> EXERCISE DETAILS
Copy the data below line for line, changing nothing.

[Box-labeled dataset extracts]
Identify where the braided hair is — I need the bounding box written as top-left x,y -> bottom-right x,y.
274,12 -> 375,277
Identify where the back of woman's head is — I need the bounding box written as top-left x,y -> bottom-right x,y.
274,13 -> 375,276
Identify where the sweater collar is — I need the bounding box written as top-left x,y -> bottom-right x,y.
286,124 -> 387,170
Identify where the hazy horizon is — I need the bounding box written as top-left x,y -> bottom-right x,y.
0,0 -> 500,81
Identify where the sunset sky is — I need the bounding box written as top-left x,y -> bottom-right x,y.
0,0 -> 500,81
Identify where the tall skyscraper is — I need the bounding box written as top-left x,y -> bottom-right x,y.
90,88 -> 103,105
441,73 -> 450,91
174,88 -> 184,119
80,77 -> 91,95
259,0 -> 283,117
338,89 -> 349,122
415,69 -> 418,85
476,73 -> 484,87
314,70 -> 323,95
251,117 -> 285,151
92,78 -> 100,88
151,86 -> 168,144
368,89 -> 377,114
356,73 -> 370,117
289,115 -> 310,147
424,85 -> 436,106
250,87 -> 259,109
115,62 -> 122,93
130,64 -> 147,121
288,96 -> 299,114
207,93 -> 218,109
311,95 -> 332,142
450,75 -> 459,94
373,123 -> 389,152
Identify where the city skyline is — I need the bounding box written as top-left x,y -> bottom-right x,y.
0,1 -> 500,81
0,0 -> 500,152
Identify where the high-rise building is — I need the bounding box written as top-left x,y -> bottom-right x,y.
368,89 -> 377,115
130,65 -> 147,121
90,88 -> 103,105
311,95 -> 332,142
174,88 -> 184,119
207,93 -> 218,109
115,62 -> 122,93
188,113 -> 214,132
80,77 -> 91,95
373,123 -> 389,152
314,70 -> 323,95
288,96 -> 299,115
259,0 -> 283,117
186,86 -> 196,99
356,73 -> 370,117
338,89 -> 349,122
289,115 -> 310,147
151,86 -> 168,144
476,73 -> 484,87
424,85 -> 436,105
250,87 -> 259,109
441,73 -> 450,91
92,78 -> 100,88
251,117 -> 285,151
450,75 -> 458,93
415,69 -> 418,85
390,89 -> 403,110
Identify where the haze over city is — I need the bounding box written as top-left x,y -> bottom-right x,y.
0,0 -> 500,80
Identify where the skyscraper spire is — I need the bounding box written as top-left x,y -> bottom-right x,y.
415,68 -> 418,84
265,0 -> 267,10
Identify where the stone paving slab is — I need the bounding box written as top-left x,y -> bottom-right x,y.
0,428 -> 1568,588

> SOLUTION
Identify where the braided hair is — I need the bounding box written as top-left x,y -> bottom-right x,y.
274,12 -> 375,277
Identify where the back of woman's head is — I need the bounding box written as top-left x,y -> bottom-right x,y.
274,13 -> 375,276
Identify where the sweater collar is — I need the bounding box written as top-left x,y -> bottom-right x,y.
286,124 -> 387,170
Identify where the hazy horizon is — I need the bounding box written as top-left x,y -> bottom-right x,y.
0,0 -> 500,81
Identify where the sunset sky is — I need the bounding box written as top-left x,y -> bottom-right x,y.
0,0 -> 500,81
Identify where the tall skyscraper is — I need the bounding box written as top-left x,y -> bottom-right x,y.
90,88 -> 103,105
441,73 -> 450,91
174,88 -> 184,119
80,77 -> 91,95
259,0 -> 283,117
338,89 -> 349,122
415,69 -> 418,85
476,73 -> 484,87
314,70 -> 323,95
251,117 -> 285,151
92,78 -> 100,88
151,86 -> 168,144
368,89 -> 377,114
356,73 -> 370,117
289,115 -> 310,147
424,85 -> 436,106
250,87 -> 259,109
115,62 -> 122,93
130,64 -> 147,121
288,96 -> 299,114
207,93 -> 218,109
311,95 -> 332,142
450,75 -> 459,94
373,123 -> 389,152
Identify where the city skyline is — I need the bounding box written as top-left x,y -> bottom-right x,y.
0,1 -> 500,81
0,0 -> 500,152
Identify where the high-rise building is — I need the bounding box written as top-left x,y -> bottom-right x,y.
368,89 -> 377,115
130,65 -> 147,121
90,88 -> 103,105
311,95 -> 332,142
174,88 -> 184,119
207,93 -> 218,109
115,62 -> 122,93
188,113 -> 214,132
80,77 -> 91,95
373,123 -> 389,152
314,70 -> 323,95
288,96 -> 299,115
259,0 -> 283,117
186,86 -> 196,99
356,73 -> 370,117
338,89 -> 349,122
289,115 -> 310,147
151,86 -> 168,144
476,73 -> 484,87
424,85 -> 436,105
250,87 -> 259,109
441,73 -> 450,91
92,78 -> 100,88
251,117 -> 285,151
450,75 -> 458,93
415,69 -> 418,85
390,89 -> 403,110
Identify where the haze over city is — I need the bounding box written as top-left x,y -> bottom-right x,y.
0,0 -> 500,80
Identify where the skyscraper spire is — I need the bounding box written as top-left x,y -> bottom-right x,y.
415,68 -> 418,84
265,0 -> 267,10
Identify where the stone paving slab is — I need the bounding box written as top-left x,y -> bottom-right x,y.
0,428 -> 1568,588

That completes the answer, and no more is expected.